Exercise:
Carry on the commentary on LGBTQ health care below, beginning after its final sentence.

Reading text:

Winter 2020

The Vital Need for Better LGBTQ Health Care

Commentary

LGBTQ Health Issue

  • by George Q. Daley

The health care inequities faced by sexual and gender minorities cause far too many adverse health conditions: mental health disorders; disproportionate rates of suicide, obesity, and certain cancers; and HIV and other sexually transmitted diseases.

This is unacceptable. Our profession must ensure meaningful improvement in the delivery of LGBTQ health care. I firmly believe that HMS can—and must—lead this widespread change in medicine.

Our commitment to leadership in this area was front and center late last year when the School launched the Sexual and Gender Minorities Health Equity Initiative, a three-year plan to reshape the core curriculum for our medical students. This farsighted initiative aims to equip our students and faculty clinicians with the training and tools needed to provide high-quality, holistic health care for sexual and gender minority patients of all ages.

As with so many of our curricular changes, we research, we plan, and we innovate—and we also listen to our students. Their interest in ensuring health equity and eliminating health disparities is deep and heartfelt, and their call to ensure that they are prepared to provide competent, sensitive care to these patient populations remains loud and strong.

[Natural-language object grounding data]

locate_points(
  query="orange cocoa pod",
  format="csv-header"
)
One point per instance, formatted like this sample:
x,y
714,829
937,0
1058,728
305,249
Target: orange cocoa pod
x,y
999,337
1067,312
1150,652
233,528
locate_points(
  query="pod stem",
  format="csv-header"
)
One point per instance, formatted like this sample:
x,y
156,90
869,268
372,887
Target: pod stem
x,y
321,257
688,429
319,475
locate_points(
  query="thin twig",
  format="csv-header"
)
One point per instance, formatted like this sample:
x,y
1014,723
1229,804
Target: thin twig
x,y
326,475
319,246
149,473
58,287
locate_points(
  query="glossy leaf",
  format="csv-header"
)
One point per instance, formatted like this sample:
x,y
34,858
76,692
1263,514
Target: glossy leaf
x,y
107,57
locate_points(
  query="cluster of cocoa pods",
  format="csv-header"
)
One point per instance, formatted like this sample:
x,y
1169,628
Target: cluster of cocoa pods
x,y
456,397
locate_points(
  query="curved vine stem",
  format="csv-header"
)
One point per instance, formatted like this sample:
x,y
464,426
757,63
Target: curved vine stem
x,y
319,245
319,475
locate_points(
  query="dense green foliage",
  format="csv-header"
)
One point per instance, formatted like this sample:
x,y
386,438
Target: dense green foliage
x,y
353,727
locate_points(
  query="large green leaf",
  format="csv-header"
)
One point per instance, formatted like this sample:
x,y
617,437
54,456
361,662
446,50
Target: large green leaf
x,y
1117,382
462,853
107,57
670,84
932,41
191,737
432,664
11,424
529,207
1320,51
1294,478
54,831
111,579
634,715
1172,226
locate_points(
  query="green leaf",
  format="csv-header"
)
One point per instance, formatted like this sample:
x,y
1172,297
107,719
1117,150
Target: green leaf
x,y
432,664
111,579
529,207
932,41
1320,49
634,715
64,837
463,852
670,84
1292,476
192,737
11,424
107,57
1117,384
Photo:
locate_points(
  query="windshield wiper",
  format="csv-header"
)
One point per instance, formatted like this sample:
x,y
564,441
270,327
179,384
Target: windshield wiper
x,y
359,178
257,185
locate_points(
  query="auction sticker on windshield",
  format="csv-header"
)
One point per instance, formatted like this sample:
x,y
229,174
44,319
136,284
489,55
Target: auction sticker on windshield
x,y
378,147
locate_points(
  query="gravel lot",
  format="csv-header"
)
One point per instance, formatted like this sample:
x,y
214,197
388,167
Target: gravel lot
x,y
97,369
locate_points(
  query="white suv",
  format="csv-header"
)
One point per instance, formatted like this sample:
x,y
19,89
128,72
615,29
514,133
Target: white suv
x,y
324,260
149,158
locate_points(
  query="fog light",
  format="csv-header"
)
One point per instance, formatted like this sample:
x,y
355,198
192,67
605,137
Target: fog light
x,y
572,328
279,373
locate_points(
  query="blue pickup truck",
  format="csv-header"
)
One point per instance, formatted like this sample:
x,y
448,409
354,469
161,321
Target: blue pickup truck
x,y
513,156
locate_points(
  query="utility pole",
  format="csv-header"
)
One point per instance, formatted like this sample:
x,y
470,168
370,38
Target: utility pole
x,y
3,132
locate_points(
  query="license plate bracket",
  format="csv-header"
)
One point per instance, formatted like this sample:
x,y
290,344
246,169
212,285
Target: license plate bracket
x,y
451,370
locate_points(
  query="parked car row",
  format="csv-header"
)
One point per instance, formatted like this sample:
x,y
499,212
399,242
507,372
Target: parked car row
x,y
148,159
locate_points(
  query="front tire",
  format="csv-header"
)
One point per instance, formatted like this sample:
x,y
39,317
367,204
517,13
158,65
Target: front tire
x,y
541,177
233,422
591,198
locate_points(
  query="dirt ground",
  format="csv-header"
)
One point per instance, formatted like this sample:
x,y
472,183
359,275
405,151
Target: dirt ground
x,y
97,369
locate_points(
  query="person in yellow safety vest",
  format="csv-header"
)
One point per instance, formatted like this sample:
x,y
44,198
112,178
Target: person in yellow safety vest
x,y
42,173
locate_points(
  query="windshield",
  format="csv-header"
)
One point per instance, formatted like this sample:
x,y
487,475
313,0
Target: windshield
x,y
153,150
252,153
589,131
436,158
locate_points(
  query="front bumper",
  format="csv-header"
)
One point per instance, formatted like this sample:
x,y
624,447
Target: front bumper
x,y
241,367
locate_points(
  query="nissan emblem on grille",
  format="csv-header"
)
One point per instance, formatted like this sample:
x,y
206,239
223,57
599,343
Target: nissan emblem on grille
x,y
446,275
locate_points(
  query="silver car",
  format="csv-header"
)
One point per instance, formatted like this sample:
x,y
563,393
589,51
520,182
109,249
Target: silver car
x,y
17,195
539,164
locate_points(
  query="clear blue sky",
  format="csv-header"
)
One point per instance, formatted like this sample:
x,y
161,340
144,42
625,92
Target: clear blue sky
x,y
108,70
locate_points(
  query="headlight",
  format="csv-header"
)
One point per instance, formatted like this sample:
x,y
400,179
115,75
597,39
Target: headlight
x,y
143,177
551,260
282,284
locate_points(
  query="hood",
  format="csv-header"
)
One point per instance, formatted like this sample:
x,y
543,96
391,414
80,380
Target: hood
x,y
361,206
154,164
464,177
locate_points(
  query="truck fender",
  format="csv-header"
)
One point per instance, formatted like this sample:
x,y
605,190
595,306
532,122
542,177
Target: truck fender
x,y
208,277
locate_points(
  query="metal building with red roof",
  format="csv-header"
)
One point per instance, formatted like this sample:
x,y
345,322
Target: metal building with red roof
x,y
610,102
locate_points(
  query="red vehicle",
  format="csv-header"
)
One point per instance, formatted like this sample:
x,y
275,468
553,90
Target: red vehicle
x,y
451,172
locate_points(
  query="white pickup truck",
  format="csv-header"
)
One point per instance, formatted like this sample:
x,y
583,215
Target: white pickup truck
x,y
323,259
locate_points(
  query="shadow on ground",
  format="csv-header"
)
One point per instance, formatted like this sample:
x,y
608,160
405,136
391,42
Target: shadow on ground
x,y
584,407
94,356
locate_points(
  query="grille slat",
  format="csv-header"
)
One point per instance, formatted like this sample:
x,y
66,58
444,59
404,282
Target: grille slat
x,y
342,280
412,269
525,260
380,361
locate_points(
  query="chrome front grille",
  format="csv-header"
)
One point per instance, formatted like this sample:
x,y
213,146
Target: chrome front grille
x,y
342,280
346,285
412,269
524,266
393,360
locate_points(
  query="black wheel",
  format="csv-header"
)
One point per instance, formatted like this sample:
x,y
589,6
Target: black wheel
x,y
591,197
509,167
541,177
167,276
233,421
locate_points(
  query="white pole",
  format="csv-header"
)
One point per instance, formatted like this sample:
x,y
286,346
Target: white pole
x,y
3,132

Final answer:
In 2014, the Association of American Medical Colleges issued a report detailing ways to implement curricular and institutional-climate changes to improve health care for sexual and gender minorities. Jennifer E. Potter, MD ’87, an HMS professor of medicine at Beth Israel Deaconess Medical Center and advisory dean of the Castle Society, served on the advisory committee that developed and wrote the report. Potter is also a leader in our faculty cohort addressing these issues through our curriculum. She shares this leadership role with John Dalrymple, MD ’91, associate dean for medical education quality improvement at HMS and the Dr. Mark and Karen Lawrence Director of Assessment, Professionalism and Humanism in Medicine, and Alex Keuroghlian, an HMS assistant professor of psychiatry, part-time, and course director for the fourth-year clerkship Care for Patients with Diverse Sexual Orientations and Gender Identities.

In so many ways, our school’s initiative is classic HMS. Our students and faculty identify a need, bring their passion and intelligence to bear on finding a solution, rigorously develop and test their innovation, and then bring it forward. I am especially proud that the model curriculum we develop for this initiative will be freely available to any medical school.

We change medicine and, by doing so, we improve the health and well-being of people throughout the world.